··· EXCERPT PROVIDED ···

SUMMARY OF INVENTION

Problems to be Solved By Invention

Here, when the hermetic plate is attached to the partition wall on the motor chamber side as in Patent Literature 1, the inside of the motor chamber is overpacked. For this reason, it is conceivable to attach the hermetic plate to the partition wall on the inverter accommodation portion side. However, since the motor chamber has a high pressure and the inverter accommodation portion has an atmospheric pressure, it is necessary to seal between the hermetic plate and the partition wall with a seal material such as an O-ring in order to prevent refrigerant leakage due to a differential pressure.

In this case, for example, when an integrated insulator (heat insulator) is used for the three hermetic pins as in Patent Literature 2, the size of the seal material (O-ring) surrounding these three hermetic pins increases.

This case will be specifically described with reference to FIG. 7. FIG. 7 is a view showing a positional relationship between the hermetic plate and the seal material in the case of using the integrated insulator. In this figure, reference numeral 100 denotes a conventional hermetic plate, reference numeral 53 denotes a hermetic pin, and three hermetic pins 53 are attached side by side via a glass (not shown). Reference numeral 101 denotes a rubber insulator, and the insulator is integrally molded so as to be attached across the three hermetic pins 53. Reference numeral 102 denotes a seal material formed of an O-ring that surrounds the three hermetic pins 53 and the insulator 101.

··· INFORMATION PROVIDED ···

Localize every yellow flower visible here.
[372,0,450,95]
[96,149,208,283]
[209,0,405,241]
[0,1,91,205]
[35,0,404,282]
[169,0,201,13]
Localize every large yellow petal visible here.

···

PROBLEM A –
Quote the stretch of the hermetic plate excerpt from "This case will" through "the insulator 101.".
PROBLEM B –
According to the hermetic plate excerpt, what does reference numeral 101 denote?
PROBLEM C –
Write what comes next in the hermetic plate excerpt, picking up after its final sentence.
The records are separate material and have no connection to the hermetic plate excerpt.

EXPECTED OUTPUT A –
This case will be specifically described with reference to FIG. 7. FIG. 7 is a view showing a positional relationship between the hermetic plate and the seal material in the case of using the integrated insulator. In this figure, reference numeral 100 denotes a conventional hermetic plate, reference numeral 53 denotes a hermetic pin, and three hermetic pins 53 are attached side by side via a glass (not shown). Reference numeral 101 denotes a rubber insulator, and the insulator is integrally molded so as to be attached across the three hermetic pins 53. Reference numeral 102 denotes a seal material formed of an O-ring that surrounds the three hermetic pins 53 and the insulator 101.

EXPECTED OUTPUT B –
A rubber insulator.

EXPECTED OUTPUT C –
The pressure in the motor chamber is applied to the motor-chamber-side face of the hermetic plate 100 inside the seal material 102 (region inside the seal material 102). However, in a case where the integrated insulator 101 is used as shown in FIG. 7, the seal material 102 is inevitably increased in size. For this reason, the area (pressure receiving area B shown in FIG. 7) where the pressure is applied to the hermetic plate 100 is large. Thus, the hermetic plate 100 is deformed, and the pressure in the motor chamber leaks. In addition, when the seal material 102 is increased in size, there arises a problem that leakage through the seal material 102 itself increases.

The present invention has been made to solve such known technical problems, and an object thereof is to provide an electric compressor with improved sealability when a hermetic plate is attached to a partition wall on an inverter accommodation portion side.

Solution to Problems

The electric compressor according to the present invention includes a motor chamber in which a motor is built, an inverter accommodation portion to which an inverter that supplies power to the motor is attached, a partition wall between the motor chamber and the inverter accommodation portion, a hermetic plate attached to the partition wall on an inverter accommodation portion side, and a plurality of hermetic pins penetrating the hermetic plate and attached to the hermetic plate, each hermetic pin passes a penetration hole formed in the partition wall with the hermetic plate attached to the partition wall, and is provided from the inverter accommodation portion to the motor chamber, an individual insulator is attached around each hermetic pin on a motor chamber side, and a seal material is interposed between the hermetic plate and the partition wall so as to surround the plurality of hermetic pins and the penetration holes.

In the electric compressor according to the invention of claim 2, each hermetic pin is attached to a through-hole formed in the hermetic plate via a glass, and the insulator is attached in pressure contact with the periphery of each hermetic pin on the motor chamber side with respect to the glass.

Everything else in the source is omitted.